» Records to process
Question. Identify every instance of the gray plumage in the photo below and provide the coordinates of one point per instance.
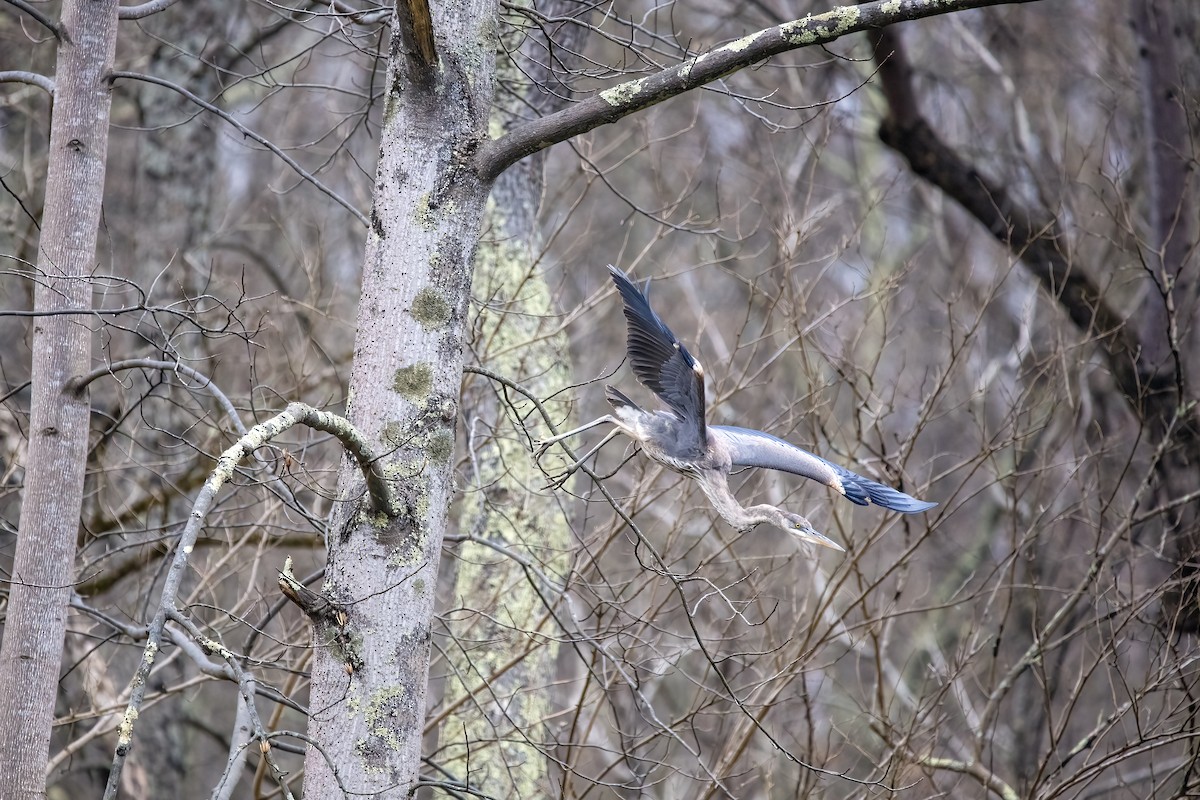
(681, 439)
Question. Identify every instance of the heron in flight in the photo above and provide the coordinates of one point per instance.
(679, 439)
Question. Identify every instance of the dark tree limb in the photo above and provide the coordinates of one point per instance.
(1031, 235)
(1144, 359)
(415, 28)
(611, 104)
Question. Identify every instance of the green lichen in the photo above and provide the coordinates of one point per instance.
(377, 519)
(423, 214)
(393, 434)
(744, 42)
(622, 94)
(441, 446)
(430, 308)
(414, 382)
(822, 28)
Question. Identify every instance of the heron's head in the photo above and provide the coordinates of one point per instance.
(802, 529)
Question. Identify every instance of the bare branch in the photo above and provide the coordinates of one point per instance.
(245, 131)
(31, 78)
(145, 8)
(49, 24)
(611, 104)
(257, 437)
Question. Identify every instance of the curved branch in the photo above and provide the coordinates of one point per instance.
(46, 22)
(250, 134)
(144, 10)
(611, 104)
(33, 78)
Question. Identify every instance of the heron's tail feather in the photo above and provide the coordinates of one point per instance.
(863, 491)
(618, 401)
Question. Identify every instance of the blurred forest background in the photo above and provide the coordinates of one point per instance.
(1026, 360)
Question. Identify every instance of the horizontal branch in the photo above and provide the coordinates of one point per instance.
(31, 78)
(611, 104)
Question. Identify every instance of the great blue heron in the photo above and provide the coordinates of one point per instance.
(681, 440)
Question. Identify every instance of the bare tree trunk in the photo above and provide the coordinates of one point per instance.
(502, 686)
(31, 654)
(367, 702)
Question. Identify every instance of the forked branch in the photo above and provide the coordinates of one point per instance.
(382, 498)
(611, 104)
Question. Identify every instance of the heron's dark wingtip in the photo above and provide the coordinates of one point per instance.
(911, 505)
(865, 491)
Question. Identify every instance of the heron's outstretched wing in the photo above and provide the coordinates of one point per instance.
(660, 361)
(750, 447)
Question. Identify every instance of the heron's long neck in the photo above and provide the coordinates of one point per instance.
(717, 487)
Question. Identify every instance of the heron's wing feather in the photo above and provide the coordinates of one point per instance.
(659, 360)
(750, 447)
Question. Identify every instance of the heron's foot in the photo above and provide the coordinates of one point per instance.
(559, 479)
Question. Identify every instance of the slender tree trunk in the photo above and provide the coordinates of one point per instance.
(490, 741)
(369, 686)
(31, 653)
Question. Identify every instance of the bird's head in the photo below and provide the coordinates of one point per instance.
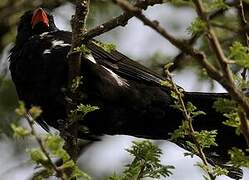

» What is expected
Would you write out each entry word for word and omit the images?

» Result below
Question. Identify every instance of the gray plumage in the photo below and provide the coordinates of one point per instance.
(681, 439)
Question. Identify every instance of the heron in flight in the photo above and provide the coordinates of one point per instance.
(679, 439)
Question. Identify every instance of the dark tree limb in the photo above and provide the coordinates of one point per instance.
(1031, 235)
(1144, 359)
(415, 28)
(611, 104)
Question. Identify every instance of the green lichen in the photo above and provide the coordinates of one point per instance.
(377, 519)
(423, 214)
(393, 434)
(744, 42)
(622, 94)
(441, 446)
(430, 308)
(414, 382)
(822, 28)
Question. Identify every instance of the heron's head in the photo above and provide the coordinates of one point per instance.
(802, 529)
Question. Identify every instance of the bare branch in the photo above and provide the coordinates of one point per instance.
(245, 131)
(31, 78)
(145, 8)
(49, 24)
(611, 104)
(257, 437)
Question. Identify every instance of the curved branch in the photo above and provide the coordinates of one point per instance.
(46, 22)
(250, 134)
(144, 10)
(611, 104)
(33, 78)
Question. Identify every instance of the heron's tail feather in the photo above and provide the coordinates of one point per instance.
(863, 491)
(618, 401)
Question. Identify every instance of the blurred forest background in the photo above and provide the coordinates of one point per instance.
(1026, 360)
Question. Identify every instance of the horizontal branch in the photo above and provide the coordinates of one point per instance.
(31, 78)
(611, 104)
Question. Identify every instance of the great blue heron in the photo above and provide the coordinates of one point per instance.
(681, 440)
Question. Identify every instance of the bare tree trunk in the photo above and provide the coordinates of one point per instance.
(502, 686)
(31, 654)
(367, 702)
Question. Identify every instance of the forked branch in the photo above and provide the coordinates of one point per instance.
(382, 498)
(611, 104)
Question. Identify every instance of the heron's dark wingtip in the photo above and provide the coordinates of one point per instance.
(911, 505)
(865, 491)
Question. Identify every instance of the heron's outstretched wing in the photo above and provide the coordinates of one point per instance.
(660, 361)
(750, 447)
Question. Identify every instance of the heron's long neck in the photo above and provide the coordinates of one point per instance.
(717, 487)
Question. Identify every instance of the heron's wing feather in the photo above and provide the coordinates of one point per instance.
(659, 360)
(750, 447)
Question. Identify every instance of the heron's foot in the photo above and provide the coordinates of one point per instance.
(559, 479)
Question. Identify every instance of the slender tree trunk in the photo above and provide the coordinates of one point per instance.
(490, 741)
(369, 686)
(31, 653)
Question. Identify every instance of the bird's head in the photo below and provide the coordinates of one point per instance.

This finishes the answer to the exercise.